Copy the entries below word for word, keeping every line the same.

*** DATA IN THIS EXERCISE

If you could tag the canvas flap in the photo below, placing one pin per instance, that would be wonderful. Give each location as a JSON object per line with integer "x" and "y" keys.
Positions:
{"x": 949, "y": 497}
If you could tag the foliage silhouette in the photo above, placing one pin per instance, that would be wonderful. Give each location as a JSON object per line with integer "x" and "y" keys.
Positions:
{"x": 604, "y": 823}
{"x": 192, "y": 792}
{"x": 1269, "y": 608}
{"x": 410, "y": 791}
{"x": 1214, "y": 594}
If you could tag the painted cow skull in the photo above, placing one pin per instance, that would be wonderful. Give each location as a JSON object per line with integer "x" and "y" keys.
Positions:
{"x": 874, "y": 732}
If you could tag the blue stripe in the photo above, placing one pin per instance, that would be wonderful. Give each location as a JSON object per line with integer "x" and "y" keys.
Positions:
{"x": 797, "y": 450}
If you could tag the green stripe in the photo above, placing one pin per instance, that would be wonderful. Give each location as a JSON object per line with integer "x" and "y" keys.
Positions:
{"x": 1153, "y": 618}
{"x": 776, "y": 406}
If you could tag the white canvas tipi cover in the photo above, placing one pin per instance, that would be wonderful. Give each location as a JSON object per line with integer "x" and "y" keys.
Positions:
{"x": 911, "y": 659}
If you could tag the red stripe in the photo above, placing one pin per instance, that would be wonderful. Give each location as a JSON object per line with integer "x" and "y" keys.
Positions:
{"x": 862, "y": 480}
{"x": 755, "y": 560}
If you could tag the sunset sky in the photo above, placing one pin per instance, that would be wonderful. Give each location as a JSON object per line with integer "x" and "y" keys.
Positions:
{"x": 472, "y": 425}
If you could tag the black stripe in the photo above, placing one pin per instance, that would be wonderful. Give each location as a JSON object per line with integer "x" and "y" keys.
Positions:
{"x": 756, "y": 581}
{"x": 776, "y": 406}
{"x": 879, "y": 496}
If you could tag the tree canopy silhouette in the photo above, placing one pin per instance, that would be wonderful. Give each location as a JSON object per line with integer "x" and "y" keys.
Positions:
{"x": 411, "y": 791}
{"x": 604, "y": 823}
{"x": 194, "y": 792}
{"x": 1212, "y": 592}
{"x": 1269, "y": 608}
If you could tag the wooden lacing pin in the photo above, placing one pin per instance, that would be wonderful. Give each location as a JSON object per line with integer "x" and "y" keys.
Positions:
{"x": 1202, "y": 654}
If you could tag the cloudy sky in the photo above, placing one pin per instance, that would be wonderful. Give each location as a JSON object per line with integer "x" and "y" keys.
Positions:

******

- **CORRECT OUTPUT**
If you could tag the canvas flap in the photo below, placing one pin per instance, that would be wonderful. Give each location as a JSON object per line with integer "x" and "y" keys.
Positions:
{"x": 949, "y": 497}
If you could tag the foliage silhouette in the photo above, placing one pin per instance, that would be wonderful. Give each location as a JSON object per line with integer "x" and "y" keys.
Positions:
{"x": 604, "y": 823}
{"x": 192, "y": 792}
{"x": 1269, "y": 608}
{"x": 410, "y": 791}
{"x": 1214, "y": 594}
If you could tag the painted cow skull in the photo above, placing one pin per instance, that would be wonderful. Give each location as a JSON object per line with integer "x" and "y" keys.
Positions:
{"x": 874, "y": 732}
If you could tag the blue stripe in the photo above, placing one pin per instance, that would be wonderful. Give each location as a JSON object per line with integer "x" and "y" keys.
Positions:
{"x": 797, "y": 450}
If you could tag the green stripe in the photo above, placing one pin per instance, that would be wonderful. Give each location as a JSON object per line with integer "x" and "y" keys.
Positions:
{"x": 1153, "y": 618}
{"x": 776, "y": 406}
If you could tag the white canvas tipi cover in the photo above, placing one pin per instance, that would be wonderful. Give each location as a JSON object per line with integer "x" and "y" keys.
Positions:
{"x": 911, "y": 659}
If you could tag the red stripe in the photo above, placing one pin per instance, that would be wonderful. Give each location as a JSON object per line with integer "x" and "y" keys.
Positions:
{"x": 862, "y": 480}
{"x": 755, "y": 560}
If you could tag the sunset sky in the photo above, placing one pin per instance, that would be wonderful. Give each location as a JSON object per line with integer "x" and "y" keys.
Positions:
{"x": 472, "y": 425}
If you could tag the black stripe in the photo above, placing one pin per instance, that would be wonderful. Give each location as a JSON object per line with integer "x" and "y" keys.
Positions:
{"x": 756, "y": 581}
{"x": 776, "y": 406}
{"x": 879, "y": 496}
If you could tag the tree canopy silhouette in the photo above, placing one pin per instance, that would be wonderful. Give each location as a JSON object per line with integer "x" and "y" keys.
Positions:
{"x": 411, "y": 791}
{"x": 604, "y": 823}
{"x": 194, "y": 792}
{"x": 1212, "y": 592}
{"x": 1269, "y": 608}
If you could tag the wooden lacing pin in the photo above, placing one pin per instance, that would be wonderful. Give each location as a JSON object per line with integer "x" and "y" keys.
Positions:
{"x": 1202, "y": 654}
If you could tag the cloudy sky in the photo above, placing one pin per instance, that would be wonderful. Give each location as a JSON object per line with integer "x" and "y" keys.
Positions:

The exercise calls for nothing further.